(Dataset entries)
★ ★ ★ ★ ★
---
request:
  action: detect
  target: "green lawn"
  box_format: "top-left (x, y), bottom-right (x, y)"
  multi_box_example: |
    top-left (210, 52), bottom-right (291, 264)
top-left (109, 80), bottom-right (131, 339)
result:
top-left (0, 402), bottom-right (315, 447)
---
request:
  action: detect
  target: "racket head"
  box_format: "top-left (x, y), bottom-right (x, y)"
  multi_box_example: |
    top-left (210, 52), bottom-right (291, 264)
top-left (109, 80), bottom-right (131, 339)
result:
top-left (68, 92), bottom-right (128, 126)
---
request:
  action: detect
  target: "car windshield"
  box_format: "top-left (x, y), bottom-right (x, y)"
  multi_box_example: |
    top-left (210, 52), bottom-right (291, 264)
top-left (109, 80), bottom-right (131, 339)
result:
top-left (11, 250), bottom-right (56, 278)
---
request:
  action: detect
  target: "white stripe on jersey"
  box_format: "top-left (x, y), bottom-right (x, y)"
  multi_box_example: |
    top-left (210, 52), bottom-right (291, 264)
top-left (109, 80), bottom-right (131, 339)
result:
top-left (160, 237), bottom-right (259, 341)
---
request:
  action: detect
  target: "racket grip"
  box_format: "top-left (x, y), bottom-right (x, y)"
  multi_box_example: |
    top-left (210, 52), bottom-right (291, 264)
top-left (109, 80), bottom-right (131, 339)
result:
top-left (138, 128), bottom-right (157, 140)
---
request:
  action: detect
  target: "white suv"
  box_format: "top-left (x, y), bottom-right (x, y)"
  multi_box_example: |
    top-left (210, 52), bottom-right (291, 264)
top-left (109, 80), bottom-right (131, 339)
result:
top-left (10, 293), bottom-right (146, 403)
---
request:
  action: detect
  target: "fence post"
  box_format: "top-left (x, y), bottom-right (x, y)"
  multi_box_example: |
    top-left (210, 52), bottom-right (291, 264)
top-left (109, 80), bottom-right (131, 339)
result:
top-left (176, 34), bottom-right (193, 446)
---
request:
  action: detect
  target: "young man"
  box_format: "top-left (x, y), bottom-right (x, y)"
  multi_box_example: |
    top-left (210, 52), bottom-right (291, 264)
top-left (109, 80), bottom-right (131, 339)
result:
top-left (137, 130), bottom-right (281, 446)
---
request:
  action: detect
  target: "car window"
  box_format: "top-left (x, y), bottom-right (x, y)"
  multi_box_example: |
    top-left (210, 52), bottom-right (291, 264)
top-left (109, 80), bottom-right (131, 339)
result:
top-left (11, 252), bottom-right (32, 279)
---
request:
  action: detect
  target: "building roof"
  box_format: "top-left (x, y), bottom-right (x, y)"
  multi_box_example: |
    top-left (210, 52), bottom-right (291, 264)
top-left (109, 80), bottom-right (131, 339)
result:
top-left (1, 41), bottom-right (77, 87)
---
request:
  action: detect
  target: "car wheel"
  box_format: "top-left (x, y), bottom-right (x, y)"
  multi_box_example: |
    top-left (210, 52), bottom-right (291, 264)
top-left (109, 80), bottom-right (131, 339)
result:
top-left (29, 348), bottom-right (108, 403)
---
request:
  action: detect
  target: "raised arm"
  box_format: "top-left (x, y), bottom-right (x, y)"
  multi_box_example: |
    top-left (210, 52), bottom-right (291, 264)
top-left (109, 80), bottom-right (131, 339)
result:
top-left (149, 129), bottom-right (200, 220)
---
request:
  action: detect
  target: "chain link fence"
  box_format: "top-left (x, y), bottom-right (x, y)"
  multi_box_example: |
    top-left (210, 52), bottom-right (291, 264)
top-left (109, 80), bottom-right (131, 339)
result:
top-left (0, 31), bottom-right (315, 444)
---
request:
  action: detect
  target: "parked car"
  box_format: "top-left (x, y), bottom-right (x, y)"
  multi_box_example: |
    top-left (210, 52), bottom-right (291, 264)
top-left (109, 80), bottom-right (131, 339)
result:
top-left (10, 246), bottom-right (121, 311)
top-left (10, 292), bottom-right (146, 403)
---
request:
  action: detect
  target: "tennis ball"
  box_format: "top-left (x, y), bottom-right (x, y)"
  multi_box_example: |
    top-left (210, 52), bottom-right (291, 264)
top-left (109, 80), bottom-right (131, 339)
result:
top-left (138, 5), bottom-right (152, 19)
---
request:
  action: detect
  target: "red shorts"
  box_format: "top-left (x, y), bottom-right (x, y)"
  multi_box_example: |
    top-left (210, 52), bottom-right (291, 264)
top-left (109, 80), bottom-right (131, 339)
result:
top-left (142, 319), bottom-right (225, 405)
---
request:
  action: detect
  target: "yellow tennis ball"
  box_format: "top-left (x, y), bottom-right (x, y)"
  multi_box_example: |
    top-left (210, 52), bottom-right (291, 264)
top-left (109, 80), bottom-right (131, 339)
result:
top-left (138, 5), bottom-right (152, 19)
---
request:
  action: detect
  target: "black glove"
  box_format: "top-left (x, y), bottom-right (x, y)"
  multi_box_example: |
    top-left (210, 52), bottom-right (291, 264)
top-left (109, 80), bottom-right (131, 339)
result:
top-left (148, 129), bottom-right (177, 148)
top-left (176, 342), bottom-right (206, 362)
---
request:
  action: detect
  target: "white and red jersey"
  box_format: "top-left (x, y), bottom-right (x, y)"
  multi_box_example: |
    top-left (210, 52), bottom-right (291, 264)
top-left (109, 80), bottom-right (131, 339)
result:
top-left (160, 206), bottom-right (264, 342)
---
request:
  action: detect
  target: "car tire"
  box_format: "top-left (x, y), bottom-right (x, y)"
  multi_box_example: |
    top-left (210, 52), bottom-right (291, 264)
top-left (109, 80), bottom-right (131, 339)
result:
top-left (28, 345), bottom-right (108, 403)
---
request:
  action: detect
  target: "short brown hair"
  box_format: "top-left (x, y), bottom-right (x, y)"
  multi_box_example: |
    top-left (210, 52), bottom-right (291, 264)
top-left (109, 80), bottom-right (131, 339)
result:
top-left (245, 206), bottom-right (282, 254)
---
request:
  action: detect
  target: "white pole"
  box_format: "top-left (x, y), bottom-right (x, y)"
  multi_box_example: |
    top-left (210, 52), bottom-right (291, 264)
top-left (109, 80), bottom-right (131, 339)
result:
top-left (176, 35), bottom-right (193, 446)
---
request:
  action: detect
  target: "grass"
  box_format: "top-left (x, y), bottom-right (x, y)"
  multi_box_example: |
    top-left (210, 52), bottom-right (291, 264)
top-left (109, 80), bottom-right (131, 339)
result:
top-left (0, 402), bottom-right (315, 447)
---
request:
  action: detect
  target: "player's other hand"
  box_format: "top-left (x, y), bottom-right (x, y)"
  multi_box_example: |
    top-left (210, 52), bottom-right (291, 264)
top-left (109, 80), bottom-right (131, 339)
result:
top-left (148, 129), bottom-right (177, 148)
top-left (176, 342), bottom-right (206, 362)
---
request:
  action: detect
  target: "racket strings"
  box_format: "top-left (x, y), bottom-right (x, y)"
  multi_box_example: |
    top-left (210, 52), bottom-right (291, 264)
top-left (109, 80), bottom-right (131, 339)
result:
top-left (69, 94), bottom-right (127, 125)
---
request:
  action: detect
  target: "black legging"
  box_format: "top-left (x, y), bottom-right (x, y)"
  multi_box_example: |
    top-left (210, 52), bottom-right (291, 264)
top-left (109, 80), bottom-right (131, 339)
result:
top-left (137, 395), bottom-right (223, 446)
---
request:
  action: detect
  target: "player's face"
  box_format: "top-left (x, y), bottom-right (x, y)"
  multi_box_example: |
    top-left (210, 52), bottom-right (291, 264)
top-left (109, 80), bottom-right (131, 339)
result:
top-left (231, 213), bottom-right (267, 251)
★ ★ ★ ★ ★
Requirements:
Swap "detect" for "locate" everywhere in the material above and reproduce it in full, leaving every other character unchanged.

Complete response:
---
request:
  action: locate
  target: "green lawn"
  box_format: "top-left (x, y), bottom-right (x, y)"
  multi_box_example: |
    top-left (210, 52), bottom-right (291, 264)
top-left (109, 80), bottom-right (131, 339)
result:
top-left (0, 402), bottom-right (315, 447)
---
request:
  action: locate
  target: "racket head"
  box_format: "top-left (x, y), bottom-right (x, y)"
  multi_box_example: |
    top-left (210, 52), bottom-right (291, 264)
top-left (109, 80), bottom-right (131, 339)
result:
top-left (68, 92), bottom-right (128, 126)
---
request:
  action: locate
  target: "car windshield"
  box_format: "top-left (x, y), bottom-right (x, y)"
  multi_box_example: |
    top-left (210, 52), bottom-right (291, 264)
top-left (109, 80), bottom-right (131, 339)
result:
top-left (11, 250), bottom-right (56, 278)
---
request:
  action: locate
  target: "white stripe on jersey"
  box_format: "top-left (x, y), bottom-right (x, y)"
  multi_box_example: |
    top-left (210, 52), bottom-right (291, 264)
top-left (109, 80), bottom-right (131, 339)
result:
top-left (160, 237), bottom-right (259, 341)
---
request:
  action: locate
  target: "racket grip"
  box_format: "top-left (x, y), bottom-right (x, y)"
  multi_box_example: |
    top-left (210, 52), bottom-right (291, 264)
top-left (109, 80), bottom-right (131, 339)
result:
top-left (138, 128), bottom-right (157, 140)
---
request:
  action: locate
  target: "white suv"
  box_format: "top-left (x, y), bottom-right (x, y)"
  multi_box_example: |
    top-left (210, 52), bottom-right (291, 264)
top-left (109, 80), bottom-right (131, 339)
result:
top-left (10, 293), bottom-right (146, 403)
---
request:
  action: locate
  target: "fence post"
  box_format: "top-left (x, y), bottom-right (x, y)"
  multi_box_example: |
    top-left (210, 52), bottom-right (291, 264)
top-left (109, 80), bottom-right (131, 339)
result:
top-left (176, 34), bottom-right (193, 446)
---
request:
  action: locate
  target: "young man"
  box_format: "top-left (x, y), bottom-right (x, y)"
  multi_box_example: |
    top-left (210, 52), bottom-right (291, 264)
top-left (109, 80), bottom-right (131, 339)
result:
top-left (137, 130), bottom-right (281, 446)
---
request:
  action: locate
  target: "car window"
  box_format: "top-left (x, y), bottom-right (x, y)"
  multi_box_example: |
    top-left (210, 52), bottom-right (291, 264)
top-left (109, 80), bottom-right (131, 339)
result:
top-left (11, 252), bottom-right (32, 279)
---
request:
  action: locate
  target: "building roof"
  box_format: "top-left (x, y), bottom-right (x, y)"
  multi_box_example: |
    top-left (210, 52), bottom-right (291, 264)
top-left (109, 80), bottom-right (131, 339)
result:
top-left (1, 41), bottom-right (77, 87)
---
request:
  action: locate
  target: "car wheel"
  box_format: "top-left (x, y), bottom-right (x, y)"
  multi_box_example: |
    top-left (210, 52), bottom-right (291, 264)
top-left (109, 80), bottom-right (131, 339)
result:
top-left (29, 348), bottom-right (108, 403)
---
request:
  action: locate
  target: "raised arm"
  box_format: "top-left (x, y), bottom-right (x, y)"
  multi_box_example: |
    top-left (210, 52), bottom-right (291, 264)
top-left (109, 80), bottom-right (131, 339)
result:
top-left (149, 129), bottom-right (200, 220)
---
request:
  action: locate
  target: "chain link fence"
  box_format: "top-left (x, y), bottom-right (x, y)"
  multi_box_example: |
    top-left (210, 52), bottom-right (291, 264)
top-left (109, 80), bottom-right (131, 339)
result:
top-left (0, 31), bottom-right (315, 444)
---
request:
  action: locate
  target: "parked car"
  box_format: "top-left (x, y), bottom-right (x, y)"
  multi_box_example: |
    top-left (210, 52), bottom-right (291, 264)
top-left (109, 80), bottom-right (131, 339)
result:
top-left (10, 246), bottom-right (121, 311)
top-left (10, 292), bottom-right (146, 403)
---
request:
  action: locate
  target: "tennis ball"
  box_format: "top-left (x, y), bottom-right (x, y)"
  multi_box_example: |
    top-left (210, 52), bottom-right (291, 264)
top-left (109, 80), bottom-right (131, 339)
result:
top-left (138, 5), bottom-right (152, 19)
---
request:
  action: locate
  target: "red shorts"
  box_format: "top-left (x, y), bottom-right (x, y)"
  multi_box_example: |
    top-left (210, 52), bottom-right (291, 264)
top-left (109, 80), bottom-right (131, 339)
result:
top-left (142, 319), bottom-right (225, 405)
---
request:
  action: locate
  target: "yellow tennis ball"
  box_format: "top-left (x, y), bottom-right (x, y)"
  multi_box_example: |
    top-left (210, 52), bottom-right (291, 264)
top-left (109, 80), bottom-right (131, 339)
result:
top-left (138, 5), bottom-right (152, 19)
---
request:
  action: locate
  target: "black glove"
  box_format: "top-left (x, y), bottom-right (x, y)"
  multi_box_example: |
    top-left (210, 52), bottom-right (291, 264)
top-left (109, 80), bottom-right (131, 339)
result:
top-left (148, 129), bottom-right (177, 148)
top-left (176, 342), bottom-right (206, 362)
---
request:
  action: locate
  target: "white and red jersey"
  box_format: "top-left (x, y), bottom-right (x, y)"
  multi_box_example: |
    top-left (210, 52), bottom-right (291, 264)
top-left (109, 80), bottom-right (131, 339)
result:
top-left (160, 206), bottom-right (264, 342)
---
request:
  action: locate
  target: "car tire"
  box_format: "top-left (x, y), bottom-right (x, y)"
  multi_box_example: |
    top-left (210, 52), bottom-right (291, 264)
top-left (109, 80), bottom-right (131, 339)
result:
top-left (28, 345), bottom-right (108, 403)
---
request:
  action: locate
  target: "short brown hair"
  box_format: "top-left (x, y), bottom-right (x, y)"
  multi_box_example: |
    top-left (210, 52), bottom-right (291, 264)
top-left (109, 80), bottom-right (131, 339)
result:
top-left (245, 206), bottom-right (282, 254)
---
request:
  action: locate
  target: "white pole"
  box_format: "top-left (x, y), bottom-right (x, y)"
  multi_box_example: |
    top-left (210, 52), bottom-right (291, 264)
top-left (109, 80), bottom-right (131, 339)
result:
top-left (176, 35), bottom-right (193, 446)
---
request:
  action: locate
  target: "grass"
  box_format: "top-left (x, y), bottom-right (x, y)"
  multi_box_example: |
    top-left (210, 52), bottom-right (291, 264)
top-left (109, 80), bottom-right (131, 339)
result:
top-left (0, 402), bottom-right (315, 447)
---
request:
  action: locate
  target: "player's other hand"
  box_format: "top-left (x, y), bottom-right (x, y)"
  multi_box_example: |
    top-left (210, 52), bottom-right (291, 264)
top-left (109, 80), bottom-right (131, 339)
result:
top-left (148, 129), bottom-right (177, 148)
top-left (176, 342), bottom-right (206, 362)
---
request:
  action: locate
  target: "racket strings"
  box_format: "top-left (x, y), bottom-right (x, y)"
  multi_box_example: |
    top-left (210, 52), bottom-right (291, 264)
top-left (109, 80), bottom-right (131, 339)
result:
top-left (69, 94), bottom-right (127, 125)
---
request:
  action: locate
  target: "black legging"
  box_format: "top-left (x, y), bottom-right (x, y)"
  multi_box_example: |
    top-left (210, 52), bottom-right (291, 264)
top-left (109, 80), bottom-right (131, 339)
result:
top-left (137, 395), bottom-right (223, 446)
---
request:
  action: locate
  target: "player's face"
  box_format: "top-left (x, y), bottom-right (x, y)"
  multi_box_example: |
    top-left (210, 52), bottom-right (291, 264)
top-left (109, 80), bottom-right (131, 339)
result:
top-left (231, 213), bottom-right (267, 251)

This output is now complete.